»»

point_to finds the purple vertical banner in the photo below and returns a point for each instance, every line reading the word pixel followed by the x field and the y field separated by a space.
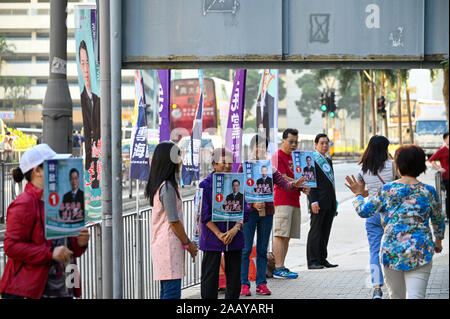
pixel 233 137
pixel 139 162
pixel 190 170
pixel 164 105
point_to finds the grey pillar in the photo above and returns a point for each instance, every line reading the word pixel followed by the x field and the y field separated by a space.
pixel 116 147
pixel 105 93
pixel 57 112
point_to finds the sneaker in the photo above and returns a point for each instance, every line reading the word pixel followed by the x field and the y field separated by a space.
pixel 245 290
pixel 284 273
pixel 377 293
pixel 263 290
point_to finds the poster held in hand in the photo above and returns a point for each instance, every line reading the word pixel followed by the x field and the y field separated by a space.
pixel 304 165
pixel 258 181
pixel 64 198
pixel 228 197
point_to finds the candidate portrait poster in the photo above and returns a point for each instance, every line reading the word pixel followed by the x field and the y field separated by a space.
pixel 304 165
pixel 89 85
pixel 228 197
pixel 64 197
pixel 258 181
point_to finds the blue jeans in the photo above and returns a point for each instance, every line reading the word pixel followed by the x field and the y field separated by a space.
pixel 170 289
pixel 262 226
pixel 374 234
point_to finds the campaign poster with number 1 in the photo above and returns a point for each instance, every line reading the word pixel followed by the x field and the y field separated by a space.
pixel 64 197
pixel 304 165
pixel 228 197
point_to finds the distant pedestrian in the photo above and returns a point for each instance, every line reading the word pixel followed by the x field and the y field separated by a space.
pixel 377 170
pixel 287 217
pixel 169 240
pixel 406 206
pixel 323 206
pixel 260 222
pixel 442 155
pixel 220 237
pixel 35 267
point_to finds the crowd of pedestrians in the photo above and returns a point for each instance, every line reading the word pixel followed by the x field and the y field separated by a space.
pixel 399 210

««

**WHAT THE TASK ASKS:** Rewrite the data above with every "photo" changed to "image" and nothing else altered, and leave out the pictures.

**SOLUTION TO THIS PROBLEM:**
point_to finds the purple vertical banner in the image below and returns a point for each instance, every line reading the word pixel followed by the x field and the y field separated by a space.
pixel 233 137
pixel 139 162
pixel 190 170
pixel 164 105
point_to finds the grey pillar in the image above and returns a point for each instance, every line reading the word pixel followed by the x field and the y field separated by a space.
pixel 116 147
pixel 105 93
pixel 57 112
point_to finds the sneaker in the image above and returns a point for each instance, every line reading the word pixel followed by the x field and the y field separated by a space.
pixel 245 290
pixel 284 273
pixel 377 293
pixel 263 290
point_to finds the poster held in hand in the image above and returns a point for each instance, every line reading the word pixel followed by the x field and the y field separated by a space.
pixel 304 165
pixel 258 181
pixel 64 198
pixel 228 197
point_to finds the candidate portrait poster in the image above and returns a point for each instance, every line reading the word pixel followed by the x field and the y field separated by a space.
pixel 304 165
pixel 89 85
pixel 228 197
pixel 64 197
pixel 258 181
point_to finds the blue jeans in the image above and returns a point for each instance, every line reading the word pixel followed by the x field and the y field separated by a space.
pixel 170 289
pixel 262 226
pixel 374 234
point_to finds the campaign poster with number 1 in the image above and returns a point for each instance, every line reading the word pixel followed by the x field and the y field separated by a space.
pixel 64 197
pixel 304 165
pixel 228 197
point_to finds the distant pedestrian in the image above and returns a point for each instance, every line reading the word pixel followed by the x field and the y field separated by a space.
pixel 377 170
pixel 287 217
pixel 169 240
pixel 406 206
pixel 323 206
pixel 260 222
pixel 442 155
pixel 220 237
pixel 35 267
point_to finds the crowd of pedestrians in the image above and returns a point for each instance, every line reading the word pixel followed by the x field and the y field separated by a space.
pixel 399 210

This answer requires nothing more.